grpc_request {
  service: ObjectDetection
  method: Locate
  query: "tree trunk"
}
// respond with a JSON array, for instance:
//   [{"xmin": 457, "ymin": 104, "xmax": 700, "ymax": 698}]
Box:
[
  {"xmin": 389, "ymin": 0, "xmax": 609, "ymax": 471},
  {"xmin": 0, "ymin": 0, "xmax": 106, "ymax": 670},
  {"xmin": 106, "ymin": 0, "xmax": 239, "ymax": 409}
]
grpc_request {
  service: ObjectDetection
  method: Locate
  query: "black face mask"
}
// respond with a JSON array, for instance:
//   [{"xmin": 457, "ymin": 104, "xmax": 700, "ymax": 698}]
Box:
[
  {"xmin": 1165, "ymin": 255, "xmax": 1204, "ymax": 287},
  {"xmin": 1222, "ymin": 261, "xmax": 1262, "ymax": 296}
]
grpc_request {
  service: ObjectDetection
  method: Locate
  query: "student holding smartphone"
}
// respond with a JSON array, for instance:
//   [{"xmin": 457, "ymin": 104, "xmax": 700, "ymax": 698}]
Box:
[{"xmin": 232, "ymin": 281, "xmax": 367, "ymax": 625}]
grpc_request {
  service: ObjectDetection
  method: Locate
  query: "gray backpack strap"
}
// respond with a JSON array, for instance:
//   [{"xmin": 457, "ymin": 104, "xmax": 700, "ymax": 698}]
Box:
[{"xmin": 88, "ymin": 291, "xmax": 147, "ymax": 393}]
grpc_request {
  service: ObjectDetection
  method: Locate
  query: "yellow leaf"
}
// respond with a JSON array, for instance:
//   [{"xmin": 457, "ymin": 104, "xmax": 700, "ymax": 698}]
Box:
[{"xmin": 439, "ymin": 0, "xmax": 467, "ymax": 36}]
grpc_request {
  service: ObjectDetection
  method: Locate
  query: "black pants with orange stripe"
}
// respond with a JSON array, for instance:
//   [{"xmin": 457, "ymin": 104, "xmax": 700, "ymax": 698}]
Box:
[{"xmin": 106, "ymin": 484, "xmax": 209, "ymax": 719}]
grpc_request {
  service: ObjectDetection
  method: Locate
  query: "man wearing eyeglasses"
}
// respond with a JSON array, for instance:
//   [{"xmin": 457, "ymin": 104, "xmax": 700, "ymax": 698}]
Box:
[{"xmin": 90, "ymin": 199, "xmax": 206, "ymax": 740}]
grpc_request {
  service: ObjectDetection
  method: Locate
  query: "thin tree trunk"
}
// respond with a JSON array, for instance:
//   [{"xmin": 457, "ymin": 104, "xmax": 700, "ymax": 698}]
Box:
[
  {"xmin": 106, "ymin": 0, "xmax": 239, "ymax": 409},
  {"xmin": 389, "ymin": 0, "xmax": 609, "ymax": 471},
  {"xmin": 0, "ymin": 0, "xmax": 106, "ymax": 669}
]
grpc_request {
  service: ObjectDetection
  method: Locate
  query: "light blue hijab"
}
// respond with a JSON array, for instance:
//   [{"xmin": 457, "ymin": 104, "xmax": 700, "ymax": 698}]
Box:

────────────────────────────────────────

### [Aim]
Collect every line of the items above that contains the word "query", treating uppercase and lowercase letters as distinct.

### [Full response]
  query: "tree trunk"
  query: "black face mask"
  query: "student holding smartphone"
  query: "gray backpack strap"
  query: "yellow leaf"
  query: "black pants with orange stripe"
  query: "man wearing eyeglasses"
  query: "thin tree trunk"
  query: "light blue hijab"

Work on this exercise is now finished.